### Source data
-- begin --

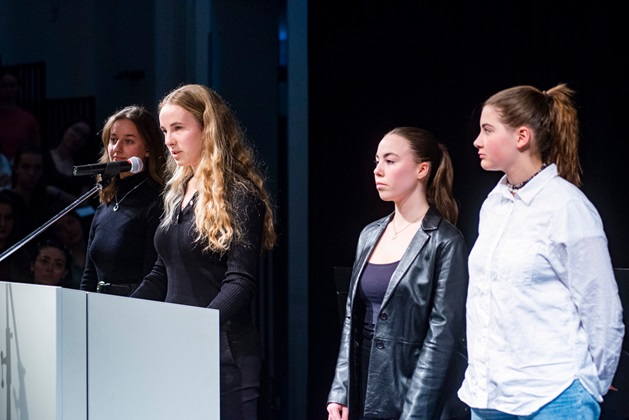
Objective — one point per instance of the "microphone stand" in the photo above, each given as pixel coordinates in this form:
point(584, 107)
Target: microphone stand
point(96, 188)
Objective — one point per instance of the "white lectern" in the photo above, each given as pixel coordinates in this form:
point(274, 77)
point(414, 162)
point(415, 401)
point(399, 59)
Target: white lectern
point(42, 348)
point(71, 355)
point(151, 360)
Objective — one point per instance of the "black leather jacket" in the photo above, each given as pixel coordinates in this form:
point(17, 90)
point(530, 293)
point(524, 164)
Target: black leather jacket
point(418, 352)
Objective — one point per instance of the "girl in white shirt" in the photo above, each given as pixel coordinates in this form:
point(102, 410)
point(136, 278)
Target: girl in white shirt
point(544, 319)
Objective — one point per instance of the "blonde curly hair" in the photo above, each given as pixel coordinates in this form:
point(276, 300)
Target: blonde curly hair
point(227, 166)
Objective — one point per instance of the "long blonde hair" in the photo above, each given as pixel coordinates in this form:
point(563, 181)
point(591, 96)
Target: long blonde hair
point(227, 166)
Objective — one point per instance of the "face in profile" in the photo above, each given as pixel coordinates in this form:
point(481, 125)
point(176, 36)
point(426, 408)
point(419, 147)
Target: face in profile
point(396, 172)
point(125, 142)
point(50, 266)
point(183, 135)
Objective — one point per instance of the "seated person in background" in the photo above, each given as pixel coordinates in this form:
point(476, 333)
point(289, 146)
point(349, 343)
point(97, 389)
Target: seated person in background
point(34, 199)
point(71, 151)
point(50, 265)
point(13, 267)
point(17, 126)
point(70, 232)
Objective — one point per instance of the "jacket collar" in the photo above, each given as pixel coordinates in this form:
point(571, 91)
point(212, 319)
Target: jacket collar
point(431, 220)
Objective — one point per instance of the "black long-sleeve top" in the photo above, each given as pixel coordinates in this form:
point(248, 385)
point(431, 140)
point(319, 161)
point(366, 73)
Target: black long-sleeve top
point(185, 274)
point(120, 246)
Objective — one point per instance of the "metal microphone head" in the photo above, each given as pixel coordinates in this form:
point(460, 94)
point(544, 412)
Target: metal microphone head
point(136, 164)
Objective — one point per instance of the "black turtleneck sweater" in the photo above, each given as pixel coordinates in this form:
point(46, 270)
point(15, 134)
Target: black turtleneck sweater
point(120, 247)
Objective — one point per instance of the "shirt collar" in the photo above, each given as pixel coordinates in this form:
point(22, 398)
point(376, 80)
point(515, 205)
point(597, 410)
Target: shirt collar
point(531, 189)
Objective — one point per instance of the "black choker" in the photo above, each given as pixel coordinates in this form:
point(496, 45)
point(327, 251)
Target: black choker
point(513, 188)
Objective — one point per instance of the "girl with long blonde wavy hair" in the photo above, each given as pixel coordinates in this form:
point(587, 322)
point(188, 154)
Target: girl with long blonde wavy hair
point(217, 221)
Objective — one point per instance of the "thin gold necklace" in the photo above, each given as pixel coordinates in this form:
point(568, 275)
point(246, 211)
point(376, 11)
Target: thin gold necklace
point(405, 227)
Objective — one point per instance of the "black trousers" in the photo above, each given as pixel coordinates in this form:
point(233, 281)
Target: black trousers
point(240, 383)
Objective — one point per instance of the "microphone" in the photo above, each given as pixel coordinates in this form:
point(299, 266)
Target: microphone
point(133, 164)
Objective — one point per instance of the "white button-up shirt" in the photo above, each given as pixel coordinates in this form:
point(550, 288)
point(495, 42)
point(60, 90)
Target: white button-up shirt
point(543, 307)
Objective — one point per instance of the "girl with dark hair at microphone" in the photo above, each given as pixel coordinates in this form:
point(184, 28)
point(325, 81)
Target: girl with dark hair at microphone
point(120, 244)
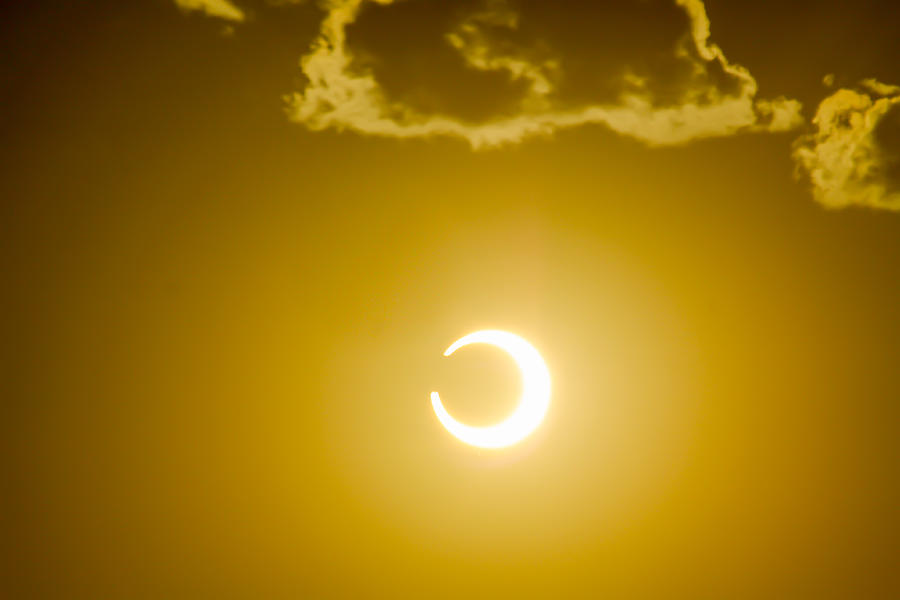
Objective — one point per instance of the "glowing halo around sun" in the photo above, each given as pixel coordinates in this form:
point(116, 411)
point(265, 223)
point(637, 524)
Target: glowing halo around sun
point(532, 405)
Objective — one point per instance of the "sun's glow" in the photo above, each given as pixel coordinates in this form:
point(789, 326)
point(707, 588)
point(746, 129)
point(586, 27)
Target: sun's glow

-- end --

### Do this
State how many lines of the listing above contain the string "shirt", treating uppercase and lowercase as distinct, and give only that number.

### Finished task
6